• Given data
######

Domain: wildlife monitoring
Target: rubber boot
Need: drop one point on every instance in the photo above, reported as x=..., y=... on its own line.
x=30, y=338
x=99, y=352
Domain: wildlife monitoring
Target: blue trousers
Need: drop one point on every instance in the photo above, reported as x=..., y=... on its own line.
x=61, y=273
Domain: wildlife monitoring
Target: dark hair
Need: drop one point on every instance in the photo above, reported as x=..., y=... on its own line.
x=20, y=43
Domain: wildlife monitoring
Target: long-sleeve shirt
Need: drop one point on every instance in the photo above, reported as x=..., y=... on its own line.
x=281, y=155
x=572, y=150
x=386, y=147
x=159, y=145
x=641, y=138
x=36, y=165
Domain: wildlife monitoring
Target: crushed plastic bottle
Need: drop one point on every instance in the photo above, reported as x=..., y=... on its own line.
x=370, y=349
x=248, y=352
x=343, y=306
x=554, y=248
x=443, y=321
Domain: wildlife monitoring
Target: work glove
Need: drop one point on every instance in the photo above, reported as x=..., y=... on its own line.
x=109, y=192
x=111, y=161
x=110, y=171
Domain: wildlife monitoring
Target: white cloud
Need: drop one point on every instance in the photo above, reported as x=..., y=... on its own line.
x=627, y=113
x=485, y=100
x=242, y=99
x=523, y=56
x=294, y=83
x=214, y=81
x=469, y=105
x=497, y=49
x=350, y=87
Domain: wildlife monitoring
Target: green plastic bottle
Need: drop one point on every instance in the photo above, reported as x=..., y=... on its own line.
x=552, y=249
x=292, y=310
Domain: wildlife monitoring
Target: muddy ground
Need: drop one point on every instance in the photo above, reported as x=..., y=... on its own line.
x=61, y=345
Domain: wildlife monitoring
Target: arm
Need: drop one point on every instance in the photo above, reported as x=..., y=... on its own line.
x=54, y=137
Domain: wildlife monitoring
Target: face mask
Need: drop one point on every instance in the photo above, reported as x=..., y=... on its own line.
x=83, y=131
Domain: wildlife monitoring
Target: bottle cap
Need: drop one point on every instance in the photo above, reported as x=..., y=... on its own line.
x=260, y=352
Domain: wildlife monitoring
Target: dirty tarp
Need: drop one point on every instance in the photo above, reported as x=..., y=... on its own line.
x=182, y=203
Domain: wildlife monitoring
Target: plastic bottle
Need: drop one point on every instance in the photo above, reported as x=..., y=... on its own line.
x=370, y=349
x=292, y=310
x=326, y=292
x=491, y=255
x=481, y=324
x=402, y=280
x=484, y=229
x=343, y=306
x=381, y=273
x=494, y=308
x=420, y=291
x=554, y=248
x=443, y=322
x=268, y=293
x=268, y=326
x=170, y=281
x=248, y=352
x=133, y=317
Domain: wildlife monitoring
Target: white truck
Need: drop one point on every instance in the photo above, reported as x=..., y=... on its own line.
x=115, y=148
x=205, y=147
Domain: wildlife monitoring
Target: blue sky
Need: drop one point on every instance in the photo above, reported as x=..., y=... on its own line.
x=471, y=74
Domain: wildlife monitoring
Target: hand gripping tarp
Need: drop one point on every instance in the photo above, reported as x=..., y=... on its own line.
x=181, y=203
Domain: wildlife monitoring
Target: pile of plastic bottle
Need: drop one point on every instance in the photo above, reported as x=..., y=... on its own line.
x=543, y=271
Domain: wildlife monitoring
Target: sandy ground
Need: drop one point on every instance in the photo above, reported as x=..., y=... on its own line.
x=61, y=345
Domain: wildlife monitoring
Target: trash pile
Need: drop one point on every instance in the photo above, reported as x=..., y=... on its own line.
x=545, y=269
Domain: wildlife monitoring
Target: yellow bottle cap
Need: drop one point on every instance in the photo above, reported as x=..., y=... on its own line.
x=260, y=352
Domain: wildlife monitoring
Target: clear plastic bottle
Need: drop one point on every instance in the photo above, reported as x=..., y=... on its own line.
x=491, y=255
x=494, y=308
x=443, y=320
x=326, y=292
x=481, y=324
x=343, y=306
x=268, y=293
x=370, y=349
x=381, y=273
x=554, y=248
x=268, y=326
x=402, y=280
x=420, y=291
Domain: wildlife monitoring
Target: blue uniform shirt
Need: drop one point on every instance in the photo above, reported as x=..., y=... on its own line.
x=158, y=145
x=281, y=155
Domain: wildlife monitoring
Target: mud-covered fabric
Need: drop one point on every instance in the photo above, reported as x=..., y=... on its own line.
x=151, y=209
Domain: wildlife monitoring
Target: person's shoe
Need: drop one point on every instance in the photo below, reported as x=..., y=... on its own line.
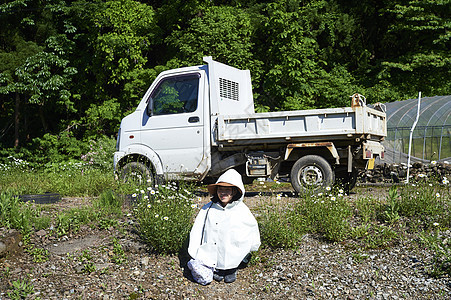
x=217, y=277
x=229, y=278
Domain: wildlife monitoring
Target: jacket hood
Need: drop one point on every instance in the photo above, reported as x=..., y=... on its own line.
x=228, y=178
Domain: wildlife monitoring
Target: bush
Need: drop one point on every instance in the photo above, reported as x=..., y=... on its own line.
x=164, y=215
x=277, y=228
x=18, y=215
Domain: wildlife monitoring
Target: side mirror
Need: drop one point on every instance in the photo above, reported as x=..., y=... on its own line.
x=149, y=107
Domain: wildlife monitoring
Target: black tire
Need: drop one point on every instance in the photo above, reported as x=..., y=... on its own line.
x=137, y=173
x=346, y=179
x=311, y=173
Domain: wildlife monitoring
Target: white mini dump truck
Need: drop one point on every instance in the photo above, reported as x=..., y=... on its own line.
x=194, y=123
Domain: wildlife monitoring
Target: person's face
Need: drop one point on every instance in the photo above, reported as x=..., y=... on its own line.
x=225, y=194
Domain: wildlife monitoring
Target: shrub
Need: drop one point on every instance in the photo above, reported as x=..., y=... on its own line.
x=326, y=214
x=164, y=215
x=15, y=214
x=278, y=228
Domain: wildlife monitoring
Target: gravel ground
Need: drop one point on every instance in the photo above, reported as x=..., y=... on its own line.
x=316, y=270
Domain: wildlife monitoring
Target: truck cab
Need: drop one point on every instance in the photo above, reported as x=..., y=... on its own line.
x=196, y=122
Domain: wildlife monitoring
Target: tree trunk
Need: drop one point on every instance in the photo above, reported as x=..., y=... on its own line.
x=16, y=121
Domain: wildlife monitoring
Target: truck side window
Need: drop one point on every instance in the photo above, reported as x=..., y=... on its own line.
x=176, y=95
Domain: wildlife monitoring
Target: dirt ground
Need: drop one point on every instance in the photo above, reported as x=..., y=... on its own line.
x=82, y=266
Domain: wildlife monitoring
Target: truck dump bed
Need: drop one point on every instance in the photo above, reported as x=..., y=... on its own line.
x=303, y=125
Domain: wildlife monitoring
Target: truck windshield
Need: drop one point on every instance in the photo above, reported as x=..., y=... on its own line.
x=176, y=95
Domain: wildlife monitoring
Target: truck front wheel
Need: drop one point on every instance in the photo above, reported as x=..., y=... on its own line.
x=137, y=173
x=311, y=172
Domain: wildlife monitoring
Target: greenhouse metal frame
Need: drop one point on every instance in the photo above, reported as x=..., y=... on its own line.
x=431, y=137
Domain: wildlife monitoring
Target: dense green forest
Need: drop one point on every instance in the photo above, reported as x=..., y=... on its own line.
x=70, y=70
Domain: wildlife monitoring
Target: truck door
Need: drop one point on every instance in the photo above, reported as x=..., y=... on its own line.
x=173, y=125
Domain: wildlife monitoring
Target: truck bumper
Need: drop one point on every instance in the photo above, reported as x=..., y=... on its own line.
x=372, y=149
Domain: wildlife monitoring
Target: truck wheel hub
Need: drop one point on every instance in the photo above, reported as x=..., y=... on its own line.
x=311, y=175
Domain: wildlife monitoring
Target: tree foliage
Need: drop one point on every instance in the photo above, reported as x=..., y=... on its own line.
x=74, y=68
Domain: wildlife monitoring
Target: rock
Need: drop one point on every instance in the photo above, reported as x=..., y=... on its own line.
x=41, y=233
x=11, y=243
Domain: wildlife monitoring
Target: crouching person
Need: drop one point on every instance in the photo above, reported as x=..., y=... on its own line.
x=224, y=232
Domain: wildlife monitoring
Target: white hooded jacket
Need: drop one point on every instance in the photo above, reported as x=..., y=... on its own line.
x=229, y=233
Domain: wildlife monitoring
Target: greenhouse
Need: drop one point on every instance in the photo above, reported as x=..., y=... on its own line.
x=431, y=138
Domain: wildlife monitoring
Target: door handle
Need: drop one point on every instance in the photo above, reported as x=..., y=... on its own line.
x=193, y=120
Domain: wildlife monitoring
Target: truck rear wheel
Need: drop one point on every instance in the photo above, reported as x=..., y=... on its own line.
x=311, y=172
x=137, y=173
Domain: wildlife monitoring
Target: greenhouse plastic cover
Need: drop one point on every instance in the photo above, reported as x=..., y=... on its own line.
x=431, y=137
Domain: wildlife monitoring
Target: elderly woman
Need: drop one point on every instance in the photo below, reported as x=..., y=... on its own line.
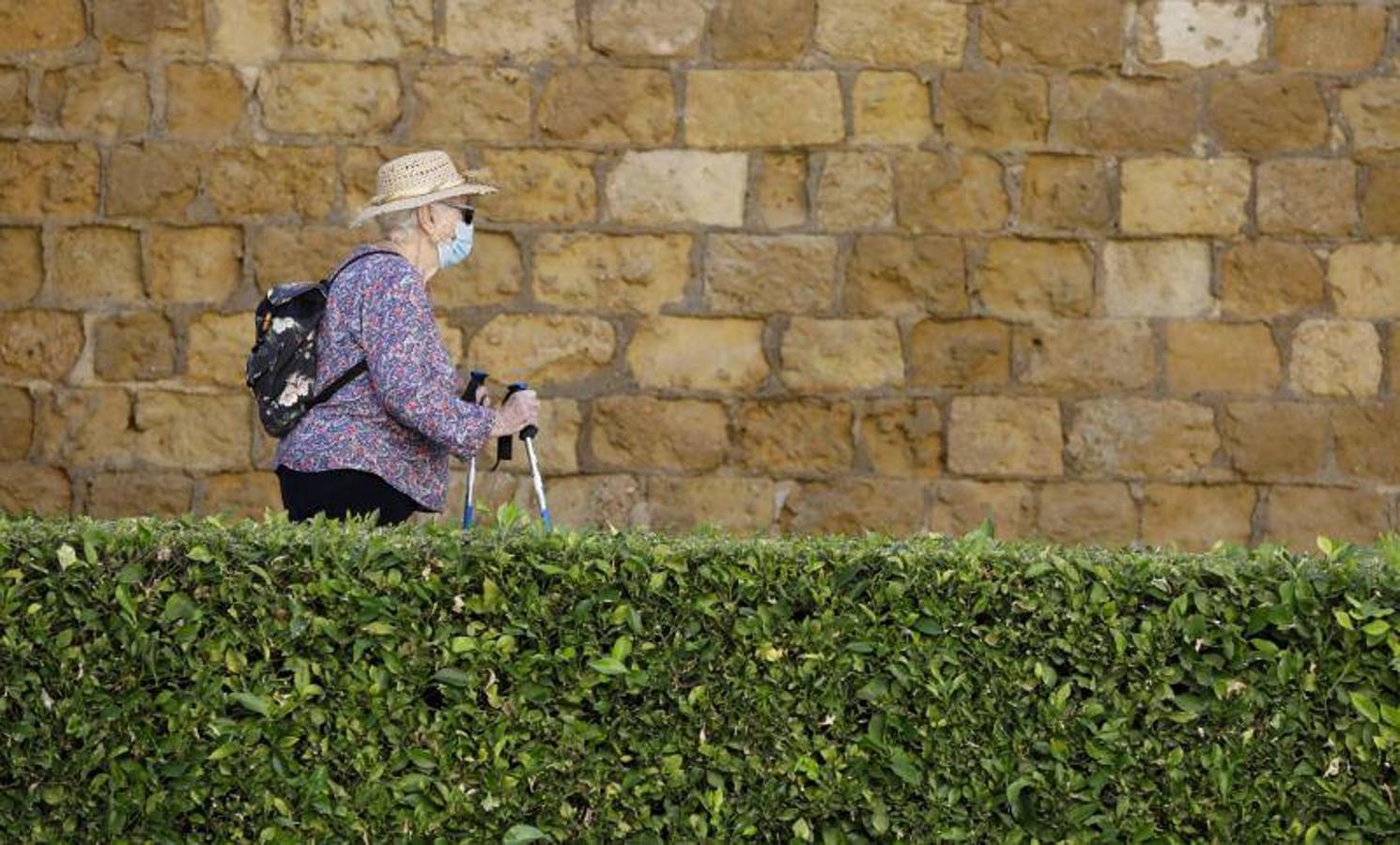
x=381, y=442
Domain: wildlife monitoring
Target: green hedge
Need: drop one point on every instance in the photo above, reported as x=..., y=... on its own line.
x=193, y=680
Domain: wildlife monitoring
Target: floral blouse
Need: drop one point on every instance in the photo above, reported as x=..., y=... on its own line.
x=402, y=417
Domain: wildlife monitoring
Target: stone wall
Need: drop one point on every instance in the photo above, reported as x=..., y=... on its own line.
x=1102, y=270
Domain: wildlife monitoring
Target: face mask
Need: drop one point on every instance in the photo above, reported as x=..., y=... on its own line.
x=456, y=249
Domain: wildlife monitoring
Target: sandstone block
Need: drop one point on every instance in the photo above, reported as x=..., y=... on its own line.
x=563, y=419
x=239, y=496
x=753, y=108
x=349, y=30
x=1035, y=279
x=1263, y=279
x=764, y=442
x=1372, y=109
x=97, y=100
x=22, y=254
x=1115, y=115
x=56, y=25
x=678, y=186
x=943, y=192
x=1268, y=114
x=1276, y=439
x=192, y=431
x=998, y=436
x=891, y=108
x=596, y=104
x=549, y=348
x=85, y=427
x=1197, y=34
x=662, y=354
x=496, y=111
x=770, y=273
x=1300, y=196
x=100, y=266
x=194, y=265
x=1380, y=207
x=1300, y=515
x=640, y=433
x=134, y=346
x=1064, y=34
x=1365, y=280
x=153, y=180
x=1157, y=279
x=1366, y=439
x=961, y=507
x=892, y=31
x=1066, y=192
x=203, y=102
x=1194, y=518
x=995, y=111
x=737, y=505
x=330, y=97
x=826, y=356
x=48, y=179
x=780, y=191
x=775, y=31
x=139, y=28
x=627, y=273
x=1097, y=513
x=264, y=180
x=647, y=27
x=305, y=254
x=892, y=276
x=854, y=507
x=1085, y=356
x=960, y=354
x=1331, y=38
x=542, y=186
x=217, y=347
x=16, y=422
x=495, y=274
x=855, y=192
x=113, y=496
x=1141, y=438
x=1185, y=196
x=25, y=487
x=532, y=30
x=1336, y=359
x=38, y=345
x=903, y=438
x=1221, y=357
x=602, y=501
x=248, y=31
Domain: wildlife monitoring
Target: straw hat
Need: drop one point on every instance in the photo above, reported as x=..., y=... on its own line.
x=418, y=179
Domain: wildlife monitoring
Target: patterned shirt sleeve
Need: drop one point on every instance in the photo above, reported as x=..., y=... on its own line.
x=409, y=367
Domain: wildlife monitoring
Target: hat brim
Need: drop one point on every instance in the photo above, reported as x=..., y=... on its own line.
x=447, y=194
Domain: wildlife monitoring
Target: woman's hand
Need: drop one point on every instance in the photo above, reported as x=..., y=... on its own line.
x=518, y=411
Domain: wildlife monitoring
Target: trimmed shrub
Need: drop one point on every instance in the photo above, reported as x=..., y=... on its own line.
x=270, y=682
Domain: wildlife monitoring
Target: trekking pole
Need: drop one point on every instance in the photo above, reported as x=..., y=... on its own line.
x=528, y=436
x=478, y=379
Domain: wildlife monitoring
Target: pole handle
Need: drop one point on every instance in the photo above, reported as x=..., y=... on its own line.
x=473, y=382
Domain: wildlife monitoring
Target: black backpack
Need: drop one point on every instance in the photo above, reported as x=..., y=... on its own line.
x=282, y=365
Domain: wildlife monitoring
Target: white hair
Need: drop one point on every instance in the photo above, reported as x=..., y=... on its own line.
x=392, y=223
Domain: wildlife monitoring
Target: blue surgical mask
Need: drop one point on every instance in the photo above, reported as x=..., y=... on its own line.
x=456, y=249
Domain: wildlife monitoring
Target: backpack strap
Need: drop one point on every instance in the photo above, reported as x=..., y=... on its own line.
x=346, y=266
x=345, y=378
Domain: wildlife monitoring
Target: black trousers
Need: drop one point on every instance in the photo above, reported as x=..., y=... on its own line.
x=342, y=493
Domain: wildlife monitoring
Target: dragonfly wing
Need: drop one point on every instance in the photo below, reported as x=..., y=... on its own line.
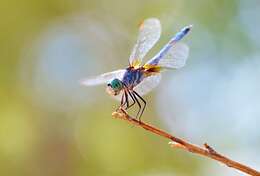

######

Copy exactly the lines from the top of the entries through the line with "Target: work glove" in it, please, keeping both ends and adding nothing.

Domain: wildlife monitoring
Target: rubber boot
Need: drop one point on every instance in the photo above, reported as x=..., y=... on its own line.
x=30, y=338
x=99, y=352
Domain: wildlife monitoring
Target: blue trousers
Need: drop one point on every instance in the photo above, reported as x=..., y=... on its own line.
x=61, y=273
Domain: wildlife monitoring
Target: dark hair
Need: drop one point on every instance in the photo above, reported as x=..., y=... on its own line.
x=20, y=43
Domain: wildlife monitoring
Target: long-sleeve shirt
Need: drop one point on every instance in the photo above, reported as x=..., y=... on its own line.
x=281, y=155
x=572, y=150
x=386, y=147
x=159, y=145
x=641, y=138
x=36, y=165
Domain: wildlife monitoring
Target: crushed plastic bottle
Need: drop one point on every instance in the photo above, reported as x=..., y=... on its own line.
x=370, y=349
x=248, y=352
x=343, y=306
x=554, y=248
x=443, y=321
Domain: wildlife monitoring
Target: work glove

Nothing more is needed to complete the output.